Locate each line in the records below that contains the string "dock" and copy those lines.

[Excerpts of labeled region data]
• • •
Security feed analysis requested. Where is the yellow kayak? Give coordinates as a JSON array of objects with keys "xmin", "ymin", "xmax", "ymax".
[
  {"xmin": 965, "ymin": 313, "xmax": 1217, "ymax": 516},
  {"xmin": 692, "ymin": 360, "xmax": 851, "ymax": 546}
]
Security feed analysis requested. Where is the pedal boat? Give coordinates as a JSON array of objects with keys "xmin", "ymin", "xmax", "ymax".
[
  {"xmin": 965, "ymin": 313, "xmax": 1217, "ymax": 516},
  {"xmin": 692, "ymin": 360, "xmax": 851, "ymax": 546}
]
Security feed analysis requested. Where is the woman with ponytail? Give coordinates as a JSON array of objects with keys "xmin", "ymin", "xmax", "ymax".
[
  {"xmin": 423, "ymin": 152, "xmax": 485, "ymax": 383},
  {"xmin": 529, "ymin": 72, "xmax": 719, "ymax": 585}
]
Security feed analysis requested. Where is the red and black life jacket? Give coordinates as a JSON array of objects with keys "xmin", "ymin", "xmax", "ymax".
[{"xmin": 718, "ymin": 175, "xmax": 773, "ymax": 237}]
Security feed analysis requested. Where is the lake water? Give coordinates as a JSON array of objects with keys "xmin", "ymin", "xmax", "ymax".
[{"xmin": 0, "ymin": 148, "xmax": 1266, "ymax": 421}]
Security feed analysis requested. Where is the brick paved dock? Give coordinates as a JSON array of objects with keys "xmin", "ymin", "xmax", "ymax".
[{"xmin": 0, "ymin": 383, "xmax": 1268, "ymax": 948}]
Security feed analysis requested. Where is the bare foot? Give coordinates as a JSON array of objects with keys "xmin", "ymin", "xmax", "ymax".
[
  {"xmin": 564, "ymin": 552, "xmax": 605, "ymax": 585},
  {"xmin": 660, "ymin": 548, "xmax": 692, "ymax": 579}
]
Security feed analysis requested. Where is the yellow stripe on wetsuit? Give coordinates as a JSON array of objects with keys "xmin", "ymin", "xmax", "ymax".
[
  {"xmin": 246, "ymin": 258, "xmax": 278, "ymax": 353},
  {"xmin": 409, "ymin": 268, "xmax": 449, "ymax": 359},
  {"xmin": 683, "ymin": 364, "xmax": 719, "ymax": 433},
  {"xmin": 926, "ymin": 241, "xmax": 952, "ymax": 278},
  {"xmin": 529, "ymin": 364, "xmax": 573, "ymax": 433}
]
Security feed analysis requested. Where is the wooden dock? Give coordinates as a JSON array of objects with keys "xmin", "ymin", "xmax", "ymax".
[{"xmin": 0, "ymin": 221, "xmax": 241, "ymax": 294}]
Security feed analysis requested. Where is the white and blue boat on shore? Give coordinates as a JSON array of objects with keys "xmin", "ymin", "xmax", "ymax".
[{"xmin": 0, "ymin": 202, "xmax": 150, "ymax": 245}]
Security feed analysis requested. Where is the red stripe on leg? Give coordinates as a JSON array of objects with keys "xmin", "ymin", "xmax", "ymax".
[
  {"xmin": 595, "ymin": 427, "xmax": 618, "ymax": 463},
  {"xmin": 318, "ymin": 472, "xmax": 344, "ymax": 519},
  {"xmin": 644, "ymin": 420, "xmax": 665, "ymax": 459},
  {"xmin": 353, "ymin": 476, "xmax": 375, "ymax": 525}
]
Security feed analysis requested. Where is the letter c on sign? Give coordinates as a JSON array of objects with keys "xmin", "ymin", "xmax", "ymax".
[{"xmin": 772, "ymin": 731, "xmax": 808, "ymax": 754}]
• • •
### TASK RESULT:
Security feed analysis requested. Where is the brick paved dock? Give coordinates as a JSON array of objects with keys "xmin", "ymin", "xmax", "ymax".
Security feed analysis requested. Where is the wooden dock? Give coordinates as a JSON array of objects with keys "xmin", "ymin", "xmax", "ymax".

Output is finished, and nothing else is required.